# [Saved entries]
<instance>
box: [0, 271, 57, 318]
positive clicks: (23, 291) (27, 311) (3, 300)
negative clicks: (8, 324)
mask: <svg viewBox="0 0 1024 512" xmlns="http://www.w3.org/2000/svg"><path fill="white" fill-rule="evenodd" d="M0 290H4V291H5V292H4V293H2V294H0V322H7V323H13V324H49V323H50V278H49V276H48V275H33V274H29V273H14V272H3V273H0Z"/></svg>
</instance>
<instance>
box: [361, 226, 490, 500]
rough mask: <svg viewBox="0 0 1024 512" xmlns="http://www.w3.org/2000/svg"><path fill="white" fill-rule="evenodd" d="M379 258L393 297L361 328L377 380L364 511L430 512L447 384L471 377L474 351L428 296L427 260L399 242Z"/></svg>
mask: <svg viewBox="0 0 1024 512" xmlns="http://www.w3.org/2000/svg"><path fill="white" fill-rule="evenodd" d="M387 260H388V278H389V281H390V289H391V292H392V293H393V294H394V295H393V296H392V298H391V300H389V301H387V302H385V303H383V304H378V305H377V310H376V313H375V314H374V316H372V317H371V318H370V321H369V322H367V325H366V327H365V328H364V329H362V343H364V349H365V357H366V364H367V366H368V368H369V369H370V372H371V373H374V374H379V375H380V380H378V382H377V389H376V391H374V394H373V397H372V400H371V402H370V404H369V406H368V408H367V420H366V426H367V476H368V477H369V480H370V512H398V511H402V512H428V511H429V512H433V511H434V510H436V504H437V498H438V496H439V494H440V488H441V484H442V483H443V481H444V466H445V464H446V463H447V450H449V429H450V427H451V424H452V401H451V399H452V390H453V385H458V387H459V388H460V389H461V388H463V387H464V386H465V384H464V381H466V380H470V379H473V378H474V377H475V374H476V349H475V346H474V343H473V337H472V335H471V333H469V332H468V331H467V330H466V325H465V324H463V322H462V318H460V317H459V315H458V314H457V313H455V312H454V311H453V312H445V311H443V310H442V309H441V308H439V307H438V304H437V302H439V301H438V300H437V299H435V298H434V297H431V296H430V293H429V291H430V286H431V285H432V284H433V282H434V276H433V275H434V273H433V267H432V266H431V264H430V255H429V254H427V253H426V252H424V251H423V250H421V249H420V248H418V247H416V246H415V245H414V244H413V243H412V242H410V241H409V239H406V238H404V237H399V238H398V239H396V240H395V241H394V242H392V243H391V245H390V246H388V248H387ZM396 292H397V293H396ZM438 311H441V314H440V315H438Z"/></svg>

# [Exercise brief]
Reproduce the lines from the one containing "</instance>" to the end of the entries, keeping both ends and adding nothing.

# [Answer to this task]
</instance>
<instance>
box: [361, 226, 490, 500]
rough mask: <svg viewBox="0 0 1024 512" xmlns="http://www.w3.org/2000/svg"><path fill="white" fill-rule="evenodd" d="M379 258L393 297L361 328L377 380L364 511L430 512L447 384L471 377L474 351L428 296L427 260L399 242Z"/></svg>
mask: <svg viewBox="0 0 1024 512" xmlns="http://www.w3.org/2000/svg"><path fill="white" fill-rule="evenodd" d="M387 260H388V278H389V281H390V289H391V292H392V293H393V294H394V295H393V296H392V298H391V300H389V301H387V302H385V303H383V304H378V305H377V310H376V313H375V314H374V316H372V317H371V318H370V321H369V322H367V325H366V327H365V328H364V329H362V343H364V349H365V357H366V364H367V366H368V368H369V369H370V372H371V373H374V374H379V375H380V380H378V382H377V389H376V391H374V394H373V397H372V400H371V402H370V404H369V406H368V408H367V420H366V426H367V476H368V477H369V480H370V512H398V511H402V512H428V511H429V512H433V511H434V510H436V504H437V498H438V496H439V494H440V488H441V484H442V483H443V481H444V466H445V464H446V463H447V450H449V429H450V427H451V424H452V401H451V399H452V390H453V385H458V387H459V388H460V389H461V388H463V387H464V386H465V384H464V381H466V380H470V379H473V378H474V377H475V374H476V349H475V346H474V343H473V337H472V335H471V333H469V332H468V331H467V330H466V325H465V324H463V322H462V318H460V317H459V315H458V314H457V313H455V312H454V311H453V312H445V311H443V310H442V309H441V308H439V307H438V304H437V302H439V301H438V300H437V299H435V298H434V297H431V296H430V293H429V291H430V286H431V285H432V284H433V282H434V276H433V275H434V273H433V267H432V266H431V264H430V255H429V254H427V253H426V252H424V251H423V250H421V249H420V248H418V247H416V246H415V245H414V244H413V243H412V242H410V241H409V239H406V238H404V237H399V238H398V239H396V240H395V241H394V242H392V243H391V245H390V246H388V248H387ZM396 292H397V293H396ZM438 311H441V314H440V315H438Z"/></svg>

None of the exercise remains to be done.